=== OBJECTIVE ===
Render every line of the entries below as a JSON list of strings, one string per line, with blank lines omitted. Leave the pictures out of the list.

------------------------------------

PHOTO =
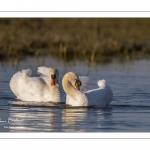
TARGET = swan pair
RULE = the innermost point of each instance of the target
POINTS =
(46, 88)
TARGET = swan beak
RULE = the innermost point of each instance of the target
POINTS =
(53, 78)
(78, 84)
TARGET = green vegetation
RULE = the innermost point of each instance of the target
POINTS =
(91, 39)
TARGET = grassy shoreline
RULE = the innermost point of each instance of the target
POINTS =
(69, 38)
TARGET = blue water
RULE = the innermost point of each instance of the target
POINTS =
(128, 112)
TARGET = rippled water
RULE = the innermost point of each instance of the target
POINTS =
(128, 112)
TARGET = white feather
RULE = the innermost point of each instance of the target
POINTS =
(44, 73)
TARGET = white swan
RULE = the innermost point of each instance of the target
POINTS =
(41, 89)
(100, 97)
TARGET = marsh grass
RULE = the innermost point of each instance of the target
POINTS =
(89, 39)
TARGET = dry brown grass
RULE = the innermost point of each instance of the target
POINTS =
(88, 38)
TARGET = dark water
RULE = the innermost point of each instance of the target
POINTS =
(128, 112)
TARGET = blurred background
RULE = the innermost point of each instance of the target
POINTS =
(94, 40)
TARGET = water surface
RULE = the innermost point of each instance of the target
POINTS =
(128, 112)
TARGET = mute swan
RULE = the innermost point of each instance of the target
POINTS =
(41, 89)
(100, 97)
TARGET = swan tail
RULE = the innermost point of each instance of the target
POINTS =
(16, 80)
(101, 83)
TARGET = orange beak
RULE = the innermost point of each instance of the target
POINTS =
(52, 81)
(77, 85)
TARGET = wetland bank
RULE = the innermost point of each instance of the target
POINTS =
(90, 39)
(114, 49)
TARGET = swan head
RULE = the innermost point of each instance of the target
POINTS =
(53, 74)
(73, 79)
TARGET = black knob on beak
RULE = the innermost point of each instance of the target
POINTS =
(53, 76)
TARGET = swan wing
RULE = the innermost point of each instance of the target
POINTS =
(44, 73)
(84, 80)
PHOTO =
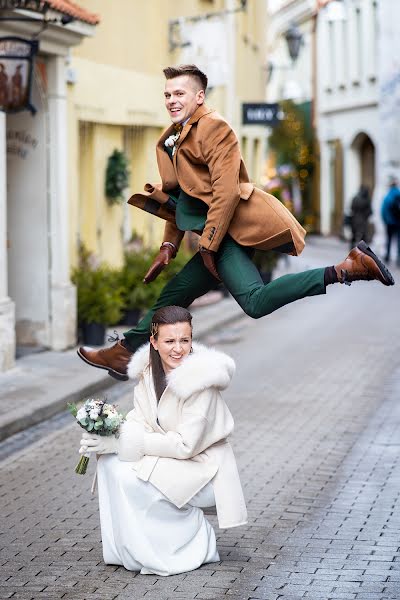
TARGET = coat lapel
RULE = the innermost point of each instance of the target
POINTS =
(200, 112)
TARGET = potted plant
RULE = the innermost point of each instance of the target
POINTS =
(100, 298)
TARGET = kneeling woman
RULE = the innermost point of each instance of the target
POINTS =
(172, 457)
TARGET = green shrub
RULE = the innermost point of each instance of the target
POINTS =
(100, 297)
(136, 294)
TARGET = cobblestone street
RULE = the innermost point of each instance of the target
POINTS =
(316, 405)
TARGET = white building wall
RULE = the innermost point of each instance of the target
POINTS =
(290, 80)
(347, 93)
(389, 92)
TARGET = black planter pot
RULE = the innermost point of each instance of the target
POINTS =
(93, 334)
(131, 317)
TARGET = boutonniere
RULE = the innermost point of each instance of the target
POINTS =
(170, 142)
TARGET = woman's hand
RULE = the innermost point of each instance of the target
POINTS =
(99, 444)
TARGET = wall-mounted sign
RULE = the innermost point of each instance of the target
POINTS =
(16, 67)
(261, 113)
(35, 5)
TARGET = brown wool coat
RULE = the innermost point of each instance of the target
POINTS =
(208, 165)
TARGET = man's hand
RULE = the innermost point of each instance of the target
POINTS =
(167, 251)
(98, 444)
(208, 257)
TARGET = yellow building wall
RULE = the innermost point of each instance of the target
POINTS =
(117, 102)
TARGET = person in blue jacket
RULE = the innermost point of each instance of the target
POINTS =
(391, 217)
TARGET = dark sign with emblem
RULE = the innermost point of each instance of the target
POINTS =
(261, 113)
(16, 70)
(34, 5)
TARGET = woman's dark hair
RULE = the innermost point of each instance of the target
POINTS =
(169, 315)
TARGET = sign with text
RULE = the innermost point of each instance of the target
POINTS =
(34, 5)
(261, 113)
(16, 66)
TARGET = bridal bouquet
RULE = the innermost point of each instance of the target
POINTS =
(95, 416)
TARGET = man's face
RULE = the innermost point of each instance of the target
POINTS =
(182, 97)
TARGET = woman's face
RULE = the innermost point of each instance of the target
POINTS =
(173, 344)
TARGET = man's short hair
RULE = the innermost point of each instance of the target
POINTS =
(191, 70)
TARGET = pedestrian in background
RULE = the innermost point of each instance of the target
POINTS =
(172, 456)
(361, 210)
(391, 216)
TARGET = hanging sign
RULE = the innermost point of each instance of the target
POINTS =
(261, 113)
(34, 5)
(16, 71)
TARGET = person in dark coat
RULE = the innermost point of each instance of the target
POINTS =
(360, 212)
(391, 216)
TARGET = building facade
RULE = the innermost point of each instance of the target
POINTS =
(348, 105)
(116, 101)
(98, 86)
(37, 300)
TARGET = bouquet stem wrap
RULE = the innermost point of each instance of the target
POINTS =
(81, 467)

------------------------------------

=== RESULT FOR THIS EXERCISE ===
[
  "PHOTO =",
  "TARGET = swan pair",
  "RULE = the innermost point of each instance of the target",
  "POINTS =",
  "(46, 88)",
  "TARGET = swan beak",
  "RULE = the innermost point of each instance of the target",
  "POINTS =",
  "(53, 78)",
  "(78, 84)",
  "TARGET = green vegetation",
  "RULE = the innermost point of each instance of the target",
  "POINTS =",
  "(91, 39)",
  "TARGET = grassy shoreline",
  "RULE = the innermost point of each instance of the target",
  "POINTS =",
  "(69, 38)",
  "TARGET = blue water",
  "RULE = the innermost point of each instance of the target",
  "POINTS =",
  "(128, 112)",
  "TARGET = rippled water",
  "RULE = the innermost point of each instance of the target",
  "POINTS =",
  "(128, 112)",
  "TARGET = white feather",
  "RULE = the innermost point of each instance of the target",
  "POINTS =",
  "(44, 73)",
  "TARGET = white swan",
  "RULE = the innermost point of each instance of the target",
  "POINTS =",
  "(41, 89)",
  "(100, 97)",
  "TARGET = marsh grass",
  "RULE = the innermost point of each instance of the target",
  "POINTS =",
  "(89, 39)",
  "TARGET = dry brown grass",
  "RULE = the innermost point of each instance of the target",
  "POINTS =",
  "(88, 38)",
  "TARGET = dark water",
  "RULE = the innermost point of each instance of the target",
  "POINTS =",
  "(128, 112)",
  "TARGET = blurred background",
  "RULE = the innermost point of each instance of the target",
  "POINTS =",
  "(94, 40)",
  "TARGET = water surface",
  "RULE = the innermost point of each instance of the target",
  "POINTS =",
  "(128, 112)",
  "TARGET = mute swan",
  "RULE = the innermost point of each instance of the target",
  "POINTS =",
  "(41, 89)",
  "(100, 97)",
  "TARGET = swan tail",
  "RULE = the innermost point of each instance of the target",
  "POINTS =",
  "(16, 80)",
  "(101, 83)",
  "TARGET = orange beak",
  "RULE = the innermost point of each instance of the target",
  "POINTS =",
  "(52, 81)",
  "(77, 85)",
  "TARGET = wetland bank",
  "RULE = the innermost point of each instance of the target",
  "POINTS =",
  "(90, 39)",
  "(114, 49)",
  "TARGET = swan head",
  "RULE = the innermost point of each instance of the target",
  "POINTS =",
  "(53, 74)",
  "(73, 79)",
  "TARGET = black knob on beak",
  "RULE = the innermost point of each instance of the target",
  "POINTS =",
  "(53, 76)",
  "TARGET = swan wing",
  "RULE = the innermost point of each instance of the target",
  "POINTS =",
  "(44, 73)",
  "(84, 80)",
  "PHOTO =",
  "TARGET = coat lapel",
  "RULE = the innermost point of each instance of the target",
  "POINTS =",
  "(200, 112)",
  "TARGET = potted plant",
  "RULE = the innermost point of each instance of the target",
  "POINTS =",
  "(100, 298)",
  "TARGET = kneeling woman",
  "RULE = the innermost point of each instance of the target",
  "POINTS =",
  "(172, 457)",
  "TARGET = green shrub",
  "RULE = the innermost point of each instance of the target",
  "POINTS =",
  "(100, 297)",
  "(136, 294)",
  "TARGET = cobblestone street",
  "RULE = the innermost point of each instance of the target",
  "POINTS =",
  "(316, 405)",
  "TARGET = white building wall",
  "RULE = the innermost point of each instance of the target",
  "POINTS =",
  "(290, 80)",
  "(347, 93)",
  "(389, 92)",
  "TARGET = black planter pot",
  "RULE = the innermost point of each instance of the target",
  "POINTS =",
  "(93, 334)",
  "(131, 317)",
  "TARGET = boutonniere",
  "RULE = the innermost point of each instance of the target",
  "POINTS =",
  "(170, 142)",
  "TARGET = woman's hand",
  "RULE = the innermost point of each instance of the target",
  "POINTS =",
  "(99, 444)",
  "TARGET = wall-mounted sign",
  "RULE = the innermost point of each instance of the target",
  "POINTS =",
  "(16, 67)",
  "(261, 113)",
  "(35, 5)",
  "TARGET = brown wool coat",
  "RULE = the innermost point of each instance of the target",
  "POINTS =",
  "(208, 165)",
  "TARGET = man's hand",
  "RULE = the innermost point of each instance of the target",
  "POINTS =",
  "(167, 251)",
  "(98, 444)",
  "(208, 257)",
  "TARGET = yellow building wall",
  "RULE = the innermost point of each instance of the target",
  "POINTS =",
  "(117, 102)",
  "TARGET = person in blue jacket",
  "RULE = the innermost point of each instance of the target",
  "POINTS =",
  "(391, 217)",
  "TARGET = dark sign with emblem",
  "RULE = the innermost point of each instance of the target",
  "POINTS =",
  "(261, 113)",
  "(16, 70)",
  "(34, 5)",
  "TARGET = woman's dark hair",
  "RULE = the innermost point of each instance of the target",
  "POINTS =",
  "(169, 315)",
  "TARGET = sign with text",
  "RULE = the innermost point of each instance of the target",
  "POINTS =",
  "(34, 5)",
  "(261, 113)",
  "(16, 66)",
  "TARGET = bridal bouquet",
  "RULE = the innermost point of each instance of the target",
  "POINTS =",
  "(95, 416)",
  "TARGET = man's face",
  "RULE = the innermost point of each instance of the target",
  "POINTS =",
  "(182, 97)",
  "TARGET = woman's face",
  "RULE = the innermost point of each instance of the target",
  "POINTS =",
  "(173, 344)",
  "TARGET = man's short hair",
  "RULE = the innermost point of each instance of the target",
  "POINTS =",
  "(191, 70)",
  "TARGET = pedestrian in background",
  "RULE = the innermost point of each instance of the target",
  "POINTS =",
  "(172, 456)",
  "(361, 210)",
  "(391, 216)",
  "TARGET = hanging sign",
  "RULE = the innermost point of each instance of the target",
  "POINTS =",
  "(261, 113)",
  "(34, 5)",
  "(16, 71)",
  "TARGET = person in dark coat",
  "RULE = the innermost point of each instance of the target",
  "POINTS =",
  "(360, 212)",
  "(391, 216)",
  "TARGET = building facade",
  "RULE = the innermost point of each instance of the target",
  "POINTS =",
  "(348, 105)",
  "(116, 101)",
  "(98, 86)",
  "(37, 300)",
  "TARGET = bouquet stem wrap",
  "RULE = the innermost point of each instance of the target",
  "POINTS =",
  "(81, 467)"
]